Data records
☆ ☆ ☆ ☆ ☆

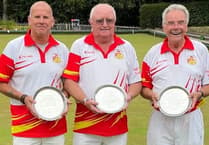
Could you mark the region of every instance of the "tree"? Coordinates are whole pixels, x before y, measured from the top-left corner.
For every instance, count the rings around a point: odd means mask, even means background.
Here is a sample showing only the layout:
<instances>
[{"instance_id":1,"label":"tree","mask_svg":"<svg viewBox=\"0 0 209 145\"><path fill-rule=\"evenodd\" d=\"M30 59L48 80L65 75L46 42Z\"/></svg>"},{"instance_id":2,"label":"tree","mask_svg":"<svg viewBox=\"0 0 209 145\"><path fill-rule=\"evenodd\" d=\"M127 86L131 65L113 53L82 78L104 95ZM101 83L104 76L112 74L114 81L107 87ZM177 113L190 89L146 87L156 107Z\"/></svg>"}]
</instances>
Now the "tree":
<instances>
[{"instance_id":1,"label":"tree","mask_svg":"<svg viewBox=\"0 0 209 145\"><path fill-rule=\"evenodd\" d=\"M7 0L3 0L3 20L7 20Z\"/></svg>"}]
</instances>

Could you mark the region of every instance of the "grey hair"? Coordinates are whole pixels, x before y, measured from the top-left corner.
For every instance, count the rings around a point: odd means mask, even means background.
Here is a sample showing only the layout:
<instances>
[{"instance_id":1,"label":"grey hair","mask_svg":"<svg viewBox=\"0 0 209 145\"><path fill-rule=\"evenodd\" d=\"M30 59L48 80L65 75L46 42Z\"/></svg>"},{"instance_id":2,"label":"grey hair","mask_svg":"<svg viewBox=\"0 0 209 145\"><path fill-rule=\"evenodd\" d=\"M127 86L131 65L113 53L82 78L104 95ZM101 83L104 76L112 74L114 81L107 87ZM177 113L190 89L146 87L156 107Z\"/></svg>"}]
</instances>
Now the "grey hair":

☆ ☆ ☆ ☆ ☆

▸ **WORK REQUIRED**
Output every line of the listing above exactly as it stands, but omit the pictures.

▸ **TASK RESPONSE**
Could you mark the region of every instance of the "tree"? Coordinates are whole pixels, x before y, measured from the top-left corner.
For every instance, count the rings around a point: odd means mask, even means background.
Here is a sample showing only the layout:
<instances>
[{"instance_id":1,"label":"tree","mask_svg":"<svg viewBox=\"0 0 209 145\"><path fill-rule=\"evenodd\" d=\"M30 59L48 80L65 75L46 42Z\"/></svg>"},{"instance_id":2,"label":"tree","mask_svg":"<svg viewBox=\"0 0 209 145\"><path fill-rule=\"evenodd\" d=\"M127 86L131 65L113 53L82 78L104 95ZM101 83L104 76L112 74L114 81L107 87ZM177 113L190 89L146 87L156 107Z\"/></svg>"}]
</instances>
Now the "tree":
<instances>
[{"instance_id":1,"label":"tree","mask_svg":"<svg viewBox=\"0 0 209 145\"><path fill-rule=\"evenodd\" d=\"M7 0L3 0L3 20L7 20Z\"/></svg>"}]
</instances>

Could you mark the region of every instance of the "grey hair"? Coordinates are whole pixels, x before y, measured from the top-left corner.
For every instance, count the rings around a point: odd means mask, even means background.
Here is a sample showing only the layout:
<instances>
[{"instance_id":1,"label":"grey hair","mask_svg":"<svg viewBox=\"0 0 209 145\"><path fill-rule=\"evenodd\" d=\"M30 59L48 80L65 75L46 42Z\"/></svg>"},{"instance_id":2,"label":"grey hair","mask_svg":"<svg viewBox=\"0 0 209 145\"><path fill-rule=\"evenodd\" d=\"M127 86L131 65L113 53L82 78L104 95ZM101 83L104 76L112 74L114 81L107 87ZM177 113L190 89L146 87L156 107Z\"/></svg>"}]
</instances>
Now the "grey hair":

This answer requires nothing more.